# [SET OF TASKS]
• 1. Do these statements agree with the abstract on tail oscillation for robot crawling? Answer yes or no for each, quoting the deciding words of the abstract exactly. (a) Oscillating the tail made the robot 67% faster. (b) Tails with larger horizontal surface areas made better use of the reduced shear resistance by inserting deeper into the substrate. (c) The shear force measurements showed that tail oscillation compacted the substrate.
• 2. Write the next passage of the paper on tail oscillation for robot crawling on granular terrain, starting after its last sentence.

Bio-inspired tail oscillation enables robot fast crawling on deformable granular terrains

Abstract

Deformable substrates such as sand and mud present significant challenges for terrestrial robots due to complex robot-terrain interactions. Inspired by mudskippers, amphibious animals that naturally adjust their tail morphology and movement jointly to navigate such environments, we investigate how tail design and control can jointly enhance flipper-driven locomotion on granular media. Using a bio-inspired robot modeled after the mudskipper, we experimentally compared locomotion performance between idle and actively oscillating tail configurations. Tail oscillation increased robot speed by 67% and reduced body drag by 46%. Shear force measurements revealed that this improvement was enabled by tail oscillation fluidizing the substrate, thereby reducing resistance. Additionally, tail morphology strongly influenced the oscillation strategy: designs with larger horizontal surface areas leveraged the oscillation-reduced shear resistance more effectively by limiting insertion depth. Based on these findings, we present a design principle to inform tail action selection based on substrate strength and tail morphology. Our results offer new insights into tail design and control for improving robot locomotion on deformable substrates, with implications for agricultural robotics, search and rescue, and environmental exploration.

# [INFORMATION SUPPLIED]

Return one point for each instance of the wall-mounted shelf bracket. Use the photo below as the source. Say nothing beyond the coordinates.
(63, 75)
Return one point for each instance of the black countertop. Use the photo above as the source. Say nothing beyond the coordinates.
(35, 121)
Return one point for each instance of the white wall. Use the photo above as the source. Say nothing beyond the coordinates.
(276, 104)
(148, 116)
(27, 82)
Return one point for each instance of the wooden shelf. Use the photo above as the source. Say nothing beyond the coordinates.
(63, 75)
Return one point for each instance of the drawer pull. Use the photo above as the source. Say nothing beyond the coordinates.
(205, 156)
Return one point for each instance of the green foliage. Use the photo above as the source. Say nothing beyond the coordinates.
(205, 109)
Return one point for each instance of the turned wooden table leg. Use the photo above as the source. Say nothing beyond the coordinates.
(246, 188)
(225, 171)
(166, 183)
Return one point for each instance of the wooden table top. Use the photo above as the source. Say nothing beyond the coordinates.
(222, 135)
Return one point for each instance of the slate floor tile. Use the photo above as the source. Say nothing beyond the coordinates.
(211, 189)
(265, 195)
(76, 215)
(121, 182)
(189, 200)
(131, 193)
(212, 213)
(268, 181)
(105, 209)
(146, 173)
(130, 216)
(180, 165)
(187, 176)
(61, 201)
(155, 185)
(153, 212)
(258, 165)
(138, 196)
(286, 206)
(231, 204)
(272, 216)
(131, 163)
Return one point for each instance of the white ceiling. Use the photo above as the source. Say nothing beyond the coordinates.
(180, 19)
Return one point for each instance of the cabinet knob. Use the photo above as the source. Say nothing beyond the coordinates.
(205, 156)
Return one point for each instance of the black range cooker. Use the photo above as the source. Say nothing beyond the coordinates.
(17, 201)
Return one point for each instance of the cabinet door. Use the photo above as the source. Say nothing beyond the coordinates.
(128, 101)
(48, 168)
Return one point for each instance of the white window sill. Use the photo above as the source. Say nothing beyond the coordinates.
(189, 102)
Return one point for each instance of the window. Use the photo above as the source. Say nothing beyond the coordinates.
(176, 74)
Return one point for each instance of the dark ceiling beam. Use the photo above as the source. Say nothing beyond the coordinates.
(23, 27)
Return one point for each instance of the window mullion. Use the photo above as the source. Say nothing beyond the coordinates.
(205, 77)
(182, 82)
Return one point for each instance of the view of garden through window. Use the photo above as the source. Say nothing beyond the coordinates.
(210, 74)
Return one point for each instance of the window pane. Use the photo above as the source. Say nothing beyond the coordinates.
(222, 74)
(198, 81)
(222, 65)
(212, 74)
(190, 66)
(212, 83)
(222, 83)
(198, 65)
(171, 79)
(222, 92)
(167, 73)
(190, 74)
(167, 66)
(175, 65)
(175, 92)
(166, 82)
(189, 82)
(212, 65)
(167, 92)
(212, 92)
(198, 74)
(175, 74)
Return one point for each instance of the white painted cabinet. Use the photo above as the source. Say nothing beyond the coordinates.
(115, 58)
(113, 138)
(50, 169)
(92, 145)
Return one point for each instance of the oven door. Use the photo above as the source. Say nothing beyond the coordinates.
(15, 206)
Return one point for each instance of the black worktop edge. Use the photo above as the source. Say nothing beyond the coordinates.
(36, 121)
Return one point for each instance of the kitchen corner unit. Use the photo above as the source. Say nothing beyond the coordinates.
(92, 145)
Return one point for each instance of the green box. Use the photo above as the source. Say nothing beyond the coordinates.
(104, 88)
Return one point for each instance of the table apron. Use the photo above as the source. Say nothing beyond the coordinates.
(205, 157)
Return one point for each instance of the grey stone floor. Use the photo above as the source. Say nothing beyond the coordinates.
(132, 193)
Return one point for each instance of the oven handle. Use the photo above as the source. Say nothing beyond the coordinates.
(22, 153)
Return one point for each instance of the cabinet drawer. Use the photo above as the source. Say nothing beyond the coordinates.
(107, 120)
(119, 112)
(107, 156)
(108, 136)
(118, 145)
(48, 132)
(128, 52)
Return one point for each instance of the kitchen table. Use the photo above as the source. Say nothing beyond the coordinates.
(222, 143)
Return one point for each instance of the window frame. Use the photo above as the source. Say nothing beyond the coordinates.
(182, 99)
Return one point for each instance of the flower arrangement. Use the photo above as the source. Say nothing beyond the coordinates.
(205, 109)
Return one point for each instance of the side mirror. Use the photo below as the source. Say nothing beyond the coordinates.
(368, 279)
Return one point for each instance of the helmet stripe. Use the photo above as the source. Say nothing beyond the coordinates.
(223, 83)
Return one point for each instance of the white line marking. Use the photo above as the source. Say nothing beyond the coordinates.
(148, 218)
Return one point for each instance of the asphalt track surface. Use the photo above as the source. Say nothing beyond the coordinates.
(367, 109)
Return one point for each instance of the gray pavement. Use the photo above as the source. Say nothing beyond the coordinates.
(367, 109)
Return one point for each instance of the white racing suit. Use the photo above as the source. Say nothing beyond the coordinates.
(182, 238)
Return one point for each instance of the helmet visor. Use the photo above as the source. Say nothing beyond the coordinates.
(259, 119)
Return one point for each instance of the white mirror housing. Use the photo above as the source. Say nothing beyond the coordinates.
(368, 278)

# [RESPONSES TO THE TASKS]
• 1.
(a) Yes: "Tail oscillation increased robot speed by 67%"
(b) No: "designs with larger horizontal surface areas leveraged the oscillation-reduced shear resistance more effectively by limiting insertion depth"
(c) No: "this improvement was enabled by tail oscillation fluidizing the substrate, thereby reducing resistance"

• 2.
Paper Structure

This paper contains 12 sections, 8 figures.

Figures (8)

  • Figure 1: Locomotion challenges on deformable substrates and biologically-inspired solutions. Deformable substrates can cause catastrophic failures for vehicles (A) and robots (B), including sinkage, slippage, or even getting completely stuck. A flipper-driven locomotor, the mudskipper mudskippertail (C), can utilize its tail to effectively move through sand slopes and muddy terrains (D).
  • Figure 2: Experimental setup. (A) A mudskipper-inspired robot as a physical model to systematically test the effect of tail oscillation on locomotion performance in granular media. The two front flippers rotate synchronously in the sagittal plane at a constant angular speed, $\omega$, while the tail oscillates horizontally with amplitude $\alpha$ and frequency $f$. (B) Two tail actions were tested: idle tail and oscillating tail. (C) Various tail morphologies were tested, with the tail height, $l$, kept at 40 mm, and the tail support area ( i.e., the projected surface area perpendicular to the penetration direction), $A$, ranging from 2 cm$^2$ to 24 cm$^2$. (D) Experimental apparatus to assess robot locomotion performance on granular media, with four motion capture cameras tracking the robot's forward and backward movements and a lateral video camera recording the tail-terrain interaction.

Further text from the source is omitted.